══ Source passage ══

# Considering Saltwater, looking for opinions/advice



## *Angie* (Sep 29, 2010)

Hello! I'm new to the idea of a saltwater aquarium, so looking for some opinions, advice, suggestions... whatever you've got! I'm particularly interested in hearing from anyone who's had experience with both freshwater and saltwater tanks. I had a smallish (15 gallon, I believe) freshwater tank many years ago that I kept up for several years, so I have experience there, but I know next to nothing about saltwater tanks.

We just aquired a large (well, large to me) 33 gallon tank along with a boatload of accessories, water treatments, food, "hospital tank", etc etc. The previous owner was using it as a saltwater tank, and I had originally planned to clean it out in order to convert it to freshwater, since that's what I have experience with. But my husband is really interested in doing a saltwater tank, ever since we saw one in the lobby of the hotel we went to on our last anniversary LOL It was a very nice tank, set up with a Finding Nemo theme (clown fish in an anemone (sp?), "Dory" fish, etc). As a homeschooler, I have to admit the idea of the kids being involved in setting up a real live ecosystem has a lot of appeal, too.

═══
══ Data supplied ══

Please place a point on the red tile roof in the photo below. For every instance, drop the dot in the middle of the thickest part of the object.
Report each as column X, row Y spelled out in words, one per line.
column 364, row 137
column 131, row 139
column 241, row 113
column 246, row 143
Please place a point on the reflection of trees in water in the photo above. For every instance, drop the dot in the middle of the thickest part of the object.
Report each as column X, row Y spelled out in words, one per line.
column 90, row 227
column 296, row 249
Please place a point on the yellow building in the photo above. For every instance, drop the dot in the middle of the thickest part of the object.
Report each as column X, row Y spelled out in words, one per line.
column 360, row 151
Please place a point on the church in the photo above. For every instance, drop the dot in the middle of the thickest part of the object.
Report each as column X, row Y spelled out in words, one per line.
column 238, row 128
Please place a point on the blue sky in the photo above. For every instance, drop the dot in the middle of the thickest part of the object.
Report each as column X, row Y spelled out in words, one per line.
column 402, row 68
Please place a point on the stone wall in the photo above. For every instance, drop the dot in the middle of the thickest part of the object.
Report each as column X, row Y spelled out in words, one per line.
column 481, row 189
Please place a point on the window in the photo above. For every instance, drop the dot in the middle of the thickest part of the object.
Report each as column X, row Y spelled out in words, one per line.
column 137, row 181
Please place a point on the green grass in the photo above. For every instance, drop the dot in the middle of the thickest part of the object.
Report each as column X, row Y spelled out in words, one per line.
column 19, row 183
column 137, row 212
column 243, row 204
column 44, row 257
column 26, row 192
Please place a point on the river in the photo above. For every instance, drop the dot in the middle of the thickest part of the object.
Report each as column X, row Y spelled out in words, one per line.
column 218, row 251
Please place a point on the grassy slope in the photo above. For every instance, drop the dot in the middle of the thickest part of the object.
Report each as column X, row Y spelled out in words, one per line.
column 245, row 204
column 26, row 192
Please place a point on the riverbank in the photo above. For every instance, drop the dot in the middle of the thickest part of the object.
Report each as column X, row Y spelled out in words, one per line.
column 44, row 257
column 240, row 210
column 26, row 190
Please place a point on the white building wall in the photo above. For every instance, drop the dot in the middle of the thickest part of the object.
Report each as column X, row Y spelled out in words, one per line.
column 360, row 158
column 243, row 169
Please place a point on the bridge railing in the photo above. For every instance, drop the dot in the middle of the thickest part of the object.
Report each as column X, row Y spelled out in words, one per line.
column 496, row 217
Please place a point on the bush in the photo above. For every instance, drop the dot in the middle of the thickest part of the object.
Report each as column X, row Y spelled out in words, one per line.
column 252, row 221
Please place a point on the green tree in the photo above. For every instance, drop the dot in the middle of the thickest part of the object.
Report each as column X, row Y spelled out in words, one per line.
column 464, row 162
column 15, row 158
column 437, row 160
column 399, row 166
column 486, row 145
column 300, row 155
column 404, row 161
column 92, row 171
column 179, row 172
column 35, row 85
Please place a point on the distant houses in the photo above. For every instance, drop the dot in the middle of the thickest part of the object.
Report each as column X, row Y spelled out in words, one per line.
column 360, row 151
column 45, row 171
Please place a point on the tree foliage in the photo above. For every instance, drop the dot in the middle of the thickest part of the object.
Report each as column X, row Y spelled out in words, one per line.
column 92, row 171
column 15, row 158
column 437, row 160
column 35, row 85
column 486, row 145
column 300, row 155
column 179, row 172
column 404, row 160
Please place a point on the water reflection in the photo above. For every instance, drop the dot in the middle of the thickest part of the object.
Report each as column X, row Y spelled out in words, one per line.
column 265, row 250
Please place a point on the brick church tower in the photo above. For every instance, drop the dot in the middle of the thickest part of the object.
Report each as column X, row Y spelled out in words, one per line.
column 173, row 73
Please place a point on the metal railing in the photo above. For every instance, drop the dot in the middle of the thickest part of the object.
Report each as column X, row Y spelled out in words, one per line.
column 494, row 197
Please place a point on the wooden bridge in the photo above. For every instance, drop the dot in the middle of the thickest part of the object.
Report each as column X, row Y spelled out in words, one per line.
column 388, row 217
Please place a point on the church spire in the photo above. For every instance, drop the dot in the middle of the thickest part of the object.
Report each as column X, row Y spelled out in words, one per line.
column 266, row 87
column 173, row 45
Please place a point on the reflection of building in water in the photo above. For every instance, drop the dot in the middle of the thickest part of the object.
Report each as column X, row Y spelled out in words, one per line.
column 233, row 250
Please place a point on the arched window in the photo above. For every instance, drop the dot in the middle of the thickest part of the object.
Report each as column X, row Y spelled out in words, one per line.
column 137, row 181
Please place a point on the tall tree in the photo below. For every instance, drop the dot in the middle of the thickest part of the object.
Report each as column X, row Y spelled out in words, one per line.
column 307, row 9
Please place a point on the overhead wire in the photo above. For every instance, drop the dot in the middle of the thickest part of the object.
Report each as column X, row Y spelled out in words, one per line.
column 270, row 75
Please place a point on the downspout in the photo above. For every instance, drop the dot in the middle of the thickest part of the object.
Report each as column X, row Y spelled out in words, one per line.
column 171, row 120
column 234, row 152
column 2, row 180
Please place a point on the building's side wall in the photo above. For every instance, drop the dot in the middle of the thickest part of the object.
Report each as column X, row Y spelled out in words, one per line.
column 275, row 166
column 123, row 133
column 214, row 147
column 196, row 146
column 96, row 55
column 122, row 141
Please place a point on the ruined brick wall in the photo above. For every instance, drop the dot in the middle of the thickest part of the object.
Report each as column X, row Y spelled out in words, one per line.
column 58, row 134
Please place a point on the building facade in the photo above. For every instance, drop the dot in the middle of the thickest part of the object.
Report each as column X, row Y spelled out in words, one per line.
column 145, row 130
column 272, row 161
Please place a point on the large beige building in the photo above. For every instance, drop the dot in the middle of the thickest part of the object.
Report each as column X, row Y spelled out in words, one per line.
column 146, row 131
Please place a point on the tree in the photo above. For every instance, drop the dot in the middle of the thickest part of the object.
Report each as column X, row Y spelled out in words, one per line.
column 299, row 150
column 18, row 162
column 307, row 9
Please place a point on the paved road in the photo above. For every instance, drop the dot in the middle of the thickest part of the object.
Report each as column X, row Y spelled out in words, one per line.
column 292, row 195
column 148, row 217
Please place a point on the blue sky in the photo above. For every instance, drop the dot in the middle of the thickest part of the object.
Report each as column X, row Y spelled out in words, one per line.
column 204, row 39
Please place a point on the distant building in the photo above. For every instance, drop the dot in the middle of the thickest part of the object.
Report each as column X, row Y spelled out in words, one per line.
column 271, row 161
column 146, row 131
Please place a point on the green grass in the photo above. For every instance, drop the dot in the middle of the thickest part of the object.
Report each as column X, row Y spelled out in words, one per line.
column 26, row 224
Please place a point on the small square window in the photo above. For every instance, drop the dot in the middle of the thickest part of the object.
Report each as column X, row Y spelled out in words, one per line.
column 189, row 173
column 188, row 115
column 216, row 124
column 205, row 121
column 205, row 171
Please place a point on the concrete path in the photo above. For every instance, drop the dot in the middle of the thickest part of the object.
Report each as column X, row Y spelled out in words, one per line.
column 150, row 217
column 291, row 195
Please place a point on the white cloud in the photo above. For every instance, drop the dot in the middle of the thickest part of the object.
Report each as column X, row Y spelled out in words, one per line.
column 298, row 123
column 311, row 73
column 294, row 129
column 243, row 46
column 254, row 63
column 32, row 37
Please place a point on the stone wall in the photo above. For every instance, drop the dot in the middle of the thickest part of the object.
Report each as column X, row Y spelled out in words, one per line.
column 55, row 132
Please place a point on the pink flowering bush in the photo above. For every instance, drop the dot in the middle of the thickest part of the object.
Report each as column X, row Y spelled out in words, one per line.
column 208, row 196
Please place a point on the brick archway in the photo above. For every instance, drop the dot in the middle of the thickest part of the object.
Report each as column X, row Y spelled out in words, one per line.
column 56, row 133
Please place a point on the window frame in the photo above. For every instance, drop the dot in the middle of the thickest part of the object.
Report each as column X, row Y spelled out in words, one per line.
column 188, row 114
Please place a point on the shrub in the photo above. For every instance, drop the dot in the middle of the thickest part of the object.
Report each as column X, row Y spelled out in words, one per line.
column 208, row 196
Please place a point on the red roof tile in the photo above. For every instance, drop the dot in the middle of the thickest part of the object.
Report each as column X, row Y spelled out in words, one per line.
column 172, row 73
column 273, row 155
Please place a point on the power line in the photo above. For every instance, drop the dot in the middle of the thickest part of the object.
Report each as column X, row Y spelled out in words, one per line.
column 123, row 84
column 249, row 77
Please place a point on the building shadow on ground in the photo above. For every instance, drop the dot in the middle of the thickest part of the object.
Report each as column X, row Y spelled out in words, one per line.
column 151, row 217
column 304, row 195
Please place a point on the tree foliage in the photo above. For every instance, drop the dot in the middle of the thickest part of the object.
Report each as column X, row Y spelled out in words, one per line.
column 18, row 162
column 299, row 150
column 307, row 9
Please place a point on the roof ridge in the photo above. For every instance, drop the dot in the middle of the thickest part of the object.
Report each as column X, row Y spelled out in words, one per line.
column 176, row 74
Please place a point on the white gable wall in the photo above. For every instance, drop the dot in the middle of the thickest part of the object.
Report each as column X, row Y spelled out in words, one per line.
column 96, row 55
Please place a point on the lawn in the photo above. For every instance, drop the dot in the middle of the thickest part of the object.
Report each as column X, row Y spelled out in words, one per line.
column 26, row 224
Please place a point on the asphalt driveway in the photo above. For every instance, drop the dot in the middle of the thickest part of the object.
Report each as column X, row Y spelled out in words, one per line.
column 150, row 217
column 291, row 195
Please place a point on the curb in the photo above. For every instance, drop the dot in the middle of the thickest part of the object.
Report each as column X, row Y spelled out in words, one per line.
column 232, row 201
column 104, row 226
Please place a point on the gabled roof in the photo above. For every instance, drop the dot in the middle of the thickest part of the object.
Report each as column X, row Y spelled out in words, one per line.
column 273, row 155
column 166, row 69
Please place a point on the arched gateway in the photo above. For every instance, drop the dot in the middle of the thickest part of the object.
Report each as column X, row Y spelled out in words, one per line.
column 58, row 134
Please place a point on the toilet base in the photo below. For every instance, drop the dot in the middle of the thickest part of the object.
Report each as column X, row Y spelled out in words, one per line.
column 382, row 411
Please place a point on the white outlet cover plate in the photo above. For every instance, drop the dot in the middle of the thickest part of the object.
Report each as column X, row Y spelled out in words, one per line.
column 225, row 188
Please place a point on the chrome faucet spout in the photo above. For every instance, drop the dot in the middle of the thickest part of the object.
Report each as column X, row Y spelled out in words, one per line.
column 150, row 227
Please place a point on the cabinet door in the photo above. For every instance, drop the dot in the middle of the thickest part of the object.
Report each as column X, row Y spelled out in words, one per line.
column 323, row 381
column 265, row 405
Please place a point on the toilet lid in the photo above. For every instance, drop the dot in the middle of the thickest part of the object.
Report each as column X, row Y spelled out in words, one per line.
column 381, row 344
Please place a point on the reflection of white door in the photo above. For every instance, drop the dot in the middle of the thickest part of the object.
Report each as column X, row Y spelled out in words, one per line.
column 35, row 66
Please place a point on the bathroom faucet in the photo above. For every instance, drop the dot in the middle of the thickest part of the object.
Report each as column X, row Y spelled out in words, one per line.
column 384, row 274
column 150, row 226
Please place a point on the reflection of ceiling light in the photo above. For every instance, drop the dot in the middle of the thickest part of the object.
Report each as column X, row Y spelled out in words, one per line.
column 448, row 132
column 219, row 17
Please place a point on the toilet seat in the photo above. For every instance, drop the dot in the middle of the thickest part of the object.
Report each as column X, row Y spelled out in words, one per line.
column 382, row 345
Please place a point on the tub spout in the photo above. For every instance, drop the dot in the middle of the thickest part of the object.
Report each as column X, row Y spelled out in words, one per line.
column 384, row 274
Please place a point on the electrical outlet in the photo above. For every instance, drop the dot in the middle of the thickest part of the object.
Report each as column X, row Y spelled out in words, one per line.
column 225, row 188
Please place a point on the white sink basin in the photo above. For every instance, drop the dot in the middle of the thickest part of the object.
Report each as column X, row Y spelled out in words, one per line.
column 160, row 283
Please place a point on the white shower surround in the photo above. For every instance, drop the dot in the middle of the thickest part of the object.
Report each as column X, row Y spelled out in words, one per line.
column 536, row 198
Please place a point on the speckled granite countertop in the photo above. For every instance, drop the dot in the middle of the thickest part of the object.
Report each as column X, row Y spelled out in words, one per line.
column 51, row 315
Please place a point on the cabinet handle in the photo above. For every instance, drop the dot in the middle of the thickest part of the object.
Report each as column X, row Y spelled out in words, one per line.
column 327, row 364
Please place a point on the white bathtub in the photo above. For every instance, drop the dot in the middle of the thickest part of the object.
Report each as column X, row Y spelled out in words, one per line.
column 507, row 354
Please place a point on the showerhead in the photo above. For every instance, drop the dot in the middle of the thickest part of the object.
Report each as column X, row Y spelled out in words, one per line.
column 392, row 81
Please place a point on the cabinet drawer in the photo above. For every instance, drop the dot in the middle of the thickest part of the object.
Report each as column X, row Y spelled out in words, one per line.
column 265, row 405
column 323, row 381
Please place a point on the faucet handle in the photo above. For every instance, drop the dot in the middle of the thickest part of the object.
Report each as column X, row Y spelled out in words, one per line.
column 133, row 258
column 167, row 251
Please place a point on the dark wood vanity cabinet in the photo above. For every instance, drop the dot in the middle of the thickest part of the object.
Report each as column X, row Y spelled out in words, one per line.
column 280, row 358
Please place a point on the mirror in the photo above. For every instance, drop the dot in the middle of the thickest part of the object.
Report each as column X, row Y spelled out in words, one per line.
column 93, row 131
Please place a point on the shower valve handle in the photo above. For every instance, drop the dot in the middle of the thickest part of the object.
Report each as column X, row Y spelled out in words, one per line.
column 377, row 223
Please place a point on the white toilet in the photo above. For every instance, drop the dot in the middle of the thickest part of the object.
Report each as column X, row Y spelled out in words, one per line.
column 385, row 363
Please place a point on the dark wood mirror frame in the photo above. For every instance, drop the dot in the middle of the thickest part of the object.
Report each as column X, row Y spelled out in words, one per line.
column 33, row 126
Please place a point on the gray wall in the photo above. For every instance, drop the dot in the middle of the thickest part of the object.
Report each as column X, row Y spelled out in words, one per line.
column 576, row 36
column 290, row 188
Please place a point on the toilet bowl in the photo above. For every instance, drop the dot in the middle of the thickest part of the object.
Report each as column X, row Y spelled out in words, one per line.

═══

#### [Work to complete]
1 – Rewrite the paragraph of the saltwater aquarium post that begins "Hello! I'm new to the idea" as a short bulleted list that keeps its main facts.
2 – Decide whether each statement agrees with the saltwater aquarium post. Answer yes or no for each and quote the words of the post that settle it.
(a) The newly acquired tank holds 33 gallons.
(b) The previous owner kept the tank as a freshwater setup.
(c) The tank in the hotel lobby had a Finding Nemo theme.
3 – Write the next part of the saltwater aquarium post, picking up after its last sentence.
The entries are separate material and are not part of the saltwater aquarium post.

#### [Answers for each item]
1 –
- The writer is new to saltwater aquariums and wants opinions, advice, and suggestions.
- Replies from people who have kept both freshwater and saltwater tanks are especially welcome.
- Years ago, the writer kept a freshwater tank of about 15 gallons for several years.
- The writer knows next to nothing about saltwater tanks.

2 –
(a) Yes: "33 gallon tank"
(b) No: "The previous owner was using it as a saltwater tank"
(c) Yes: "set up with a Finding Nemo theme"

3 –
So I guess, I'm not sure which way to go. What are the pros/cons of a saltwater over a freshwater tank? Are they really difficult to maintain? I rarely had a freshwater fish die on me. The only real stores in my area that sell aquarium/fish supplies are one large and one smaller chain-type pet store. If we decide to go with a saltwater tank, what are some of the things I need to make sure these stores carry? And is there a basic list of what I'd need to get started/what my first steps would be in getting the tank set up and ready for fish?

Thanks so much!


----------



## robertmathern (Aug 3, 2009)

Well first thing you will need to figure out is what type a tank you want as in a reef tank or fish tank. In both you will need some live rock for filtration. I would also consider how you are going to filter the tank sumps are my personal best way to go but you may not have that option. A 33 is to small for a dori but a clown is fine. A nem requires alot of lighting and is not recomended for a beginner.


----------



## *Angie* (Sep 29, 2010)

Thanks for the quick reply!

I know that I don't want to get into anything too complicated to start with. If both options require live rock, what exactly defines a reef tank? And what exactly IS live rock?

I've never heard of sumps before? The previous owner was using one of those filters that hangs on the back of the tank, which is the only kind I'm really familiar with.


----------



## robertmathern (Aug 3, 2009)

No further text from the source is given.